» The problem:
Would you repeat the whole listing exactly?

● ● ● ●

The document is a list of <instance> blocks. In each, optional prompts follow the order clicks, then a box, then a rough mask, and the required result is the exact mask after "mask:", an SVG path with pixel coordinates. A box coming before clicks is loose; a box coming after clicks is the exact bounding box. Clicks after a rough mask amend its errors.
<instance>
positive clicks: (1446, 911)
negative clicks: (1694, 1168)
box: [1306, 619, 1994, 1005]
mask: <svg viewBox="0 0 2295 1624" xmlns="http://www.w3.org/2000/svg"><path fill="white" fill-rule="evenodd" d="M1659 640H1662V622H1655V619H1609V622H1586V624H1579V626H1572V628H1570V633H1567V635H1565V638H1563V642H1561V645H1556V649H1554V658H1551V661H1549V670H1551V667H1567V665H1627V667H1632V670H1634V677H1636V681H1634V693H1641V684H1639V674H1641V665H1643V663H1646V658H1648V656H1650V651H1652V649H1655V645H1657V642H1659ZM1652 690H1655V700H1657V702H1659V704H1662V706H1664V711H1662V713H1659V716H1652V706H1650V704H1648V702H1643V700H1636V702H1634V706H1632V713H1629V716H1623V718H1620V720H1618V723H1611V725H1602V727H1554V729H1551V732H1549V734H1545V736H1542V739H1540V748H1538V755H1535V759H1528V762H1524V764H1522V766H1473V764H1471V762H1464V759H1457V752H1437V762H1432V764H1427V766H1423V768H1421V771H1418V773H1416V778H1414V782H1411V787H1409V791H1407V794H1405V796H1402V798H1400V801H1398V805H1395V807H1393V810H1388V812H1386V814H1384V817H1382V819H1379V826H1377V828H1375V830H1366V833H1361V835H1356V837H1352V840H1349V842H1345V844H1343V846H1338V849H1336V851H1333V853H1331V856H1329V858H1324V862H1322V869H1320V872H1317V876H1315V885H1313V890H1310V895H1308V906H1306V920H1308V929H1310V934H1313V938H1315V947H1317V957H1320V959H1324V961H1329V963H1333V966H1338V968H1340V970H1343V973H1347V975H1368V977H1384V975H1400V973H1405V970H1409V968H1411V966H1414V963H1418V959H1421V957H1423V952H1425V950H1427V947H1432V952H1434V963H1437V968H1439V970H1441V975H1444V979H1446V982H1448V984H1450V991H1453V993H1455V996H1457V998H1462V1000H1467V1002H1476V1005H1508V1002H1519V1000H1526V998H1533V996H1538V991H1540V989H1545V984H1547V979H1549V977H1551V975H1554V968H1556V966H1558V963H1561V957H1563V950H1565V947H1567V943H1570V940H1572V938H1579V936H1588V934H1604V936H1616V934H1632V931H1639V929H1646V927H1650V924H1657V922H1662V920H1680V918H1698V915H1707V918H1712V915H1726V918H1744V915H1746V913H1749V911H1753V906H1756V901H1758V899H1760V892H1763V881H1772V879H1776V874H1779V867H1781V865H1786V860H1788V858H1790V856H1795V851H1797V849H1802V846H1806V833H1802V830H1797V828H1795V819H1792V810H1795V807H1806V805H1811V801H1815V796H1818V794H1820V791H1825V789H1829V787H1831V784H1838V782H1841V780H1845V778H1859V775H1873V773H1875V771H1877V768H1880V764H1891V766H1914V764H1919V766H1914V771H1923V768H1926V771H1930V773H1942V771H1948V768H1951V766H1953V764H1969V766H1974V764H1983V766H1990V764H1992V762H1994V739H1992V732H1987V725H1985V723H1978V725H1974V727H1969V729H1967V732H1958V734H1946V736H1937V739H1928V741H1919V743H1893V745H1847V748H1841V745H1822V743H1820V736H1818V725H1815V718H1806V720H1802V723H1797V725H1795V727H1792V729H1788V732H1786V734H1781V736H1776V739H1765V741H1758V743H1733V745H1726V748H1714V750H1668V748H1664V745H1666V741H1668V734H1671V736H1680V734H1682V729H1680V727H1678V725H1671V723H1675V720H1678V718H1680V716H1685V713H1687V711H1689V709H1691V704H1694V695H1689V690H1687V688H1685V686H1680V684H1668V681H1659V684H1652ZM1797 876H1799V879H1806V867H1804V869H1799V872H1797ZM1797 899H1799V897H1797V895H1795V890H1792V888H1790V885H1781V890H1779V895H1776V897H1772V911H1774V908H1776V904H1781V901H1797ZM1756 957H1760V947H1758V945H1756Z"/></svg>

● ● ● ●

» Solution:
The document is a list of <instance> blocks. In each, optional prompts follow the order clicks, then a box, then a rough mask, and the required result is the exact mask after "mask:", an SVG path with pixel coordinates. A box coming before clicks is loose; a box coming after clicks is the exact bounding box. Clicks after a rough mask amend its errors.
<instance>
positive clicks: (1446, 911)
negative clicks: (1694, 1168)
box: [1306, 619, 1994, 1005]
mask: <svg viewBox="0 0 2295 1624" xmlns="http://www.w3.org/2000/svg"><path fill="white" fill-rule="evenodd" d="M1659 640H1662V622H1655V619H1609V622H1586V624H1579V626H1572V628H1570V633H1567V635H1565V638H1563V642H1561V645H1556V649H1554V658H1551V661H1549V670H1551V667H1567V665H1627V667H1632V670H1634V677H1636V681H1634V693H1641V684H1639V674H1641V665H1643V663H1646V658H1648V656H1650V651H1652V649H1655V645H1657V642H1659ZM1652 690H1655V700H1657V702H1659V704H1662V706H1664V711H1662V713H1659V716H1652V706H1650V704H1648V702H1643V700H1636V702H1634V706H1632V713H1629V716H1623V718H1620V720H1618V723H1611V725H1602V727H1554V729H1551V732H1549V734H1545V736H1542V739H1540V748H1538V755H1535V759H1528V762H1524V764H1522V766H1473V764H1471V762H1464V759H1457V752H1437V762H1432V764H1427V766H1423V768H1421V771H1418V773H1416V778H1414V782H1411V787H1409V791H1407V794H1405V796H1402V798H1400V801H1398V805H1395V807H1393V810H1388V812H1386V814H1384V817H1382V819H1379V826H1377V828H1375V830H1366V833H1361V835H1356V837H1352V840H1349V842H1345V844H1343V846H1338V849H1336V851H1333V853H1331V856H1329V858H1324V862H1322V869H1320V872H1317V876H1315V885H1313V890H1310V895H1308V906H1306V920H1308V929H1310V934H1313V938H1315V947H1317V957H1320V959H1324V961H1329V963H1333V966H1338V968H1340V970H1343V973H1347V975H1368V977H1384V975H1400V973H1405V970H1409V968H1411V966H1414V963H1418V959H1421V957H1423V952H1425V950H1427V947H1432V952H1434V963H1437V968H1439V970H1441V975H1444V979H1446V982H1448V984H1450V991H1453V993H1455V996H1457V998H1462V1000H1467V1002H1476V1005H1508V1002H1519V1000H1526V998H1533V996H1538V991H1540V989H1545V984H1547V979H1549V977H1551V975H1554V968H1556V966H1558V963H1561V957H1563V950H1565V947H1567V943H1570V940H1572V938H1579V936H1588V934H1604V936H1616V934H1632V931H1639V929H1646V927H1650V924H1657V922H1662V920H1680V918H1698V915H1707V918H1712V915H1726V918H1744V915H1746V913H1749V911H1753V906H1756V901H1758V899H1760V892H1763V881H1772V879H1776V874H1779V867H1781V865H1786V860H1788V858H1790V856H1795V851H1797V849H1802V846H1806V833H1802V830H1797V828H1795V819H1792V810H1795V807H1806V805H1811V801H1815V796H1818V794H1820V791H1825V789H1829V787H1831V784H1838V782H1841V780H1845V778H1859V775H1873V773H1875V771H1877V768H1880V764H1891V766H1914V764H1919V766H1914V771H1923V768H1926V771H1930V773H1942V771H1948V768H1951V766H1953V764H1969V766H1974V764H1983V766H1990V764H1992V762H1994V739H1992V732H1987V725H1985V723H1978V725H1974V727H1969V729H1967V732H1958V734H1946V736H1937V739H1928V741H1919V743H1893V745H1847V748H1841V745H1822V743H1820V736H1818V725H1815V718H1806V720H1802V723H1797V725H1795V727H1792V729H1788V732H1786V734H1781V736H1776V739H1765V741H1758V743H1733V745H1726V748H1714V750H1668V748H1664V745H1666V741H1668V734H1671V736H1680V734H1682V729H1680V727H1678V725H1671V723H1675V720H1678V718H1680V716H1685V713H1687V711H1689V709H1691V704H1694V695H1689V690H1687V688H1685V686H1680V684H1668V681H1659V684H1652ZM1797 876H1799V879H1806V867H1804V869H1799V872H1797ZM1797 899H1799V897H1797V895H1795V890H1792V888H1790V885H1781V890H1779V895H1776V897H1772V911H1774V908H1776V904H1781V901H1797ZM1756 957H1760V947H1758V945H1756Z"/></svg>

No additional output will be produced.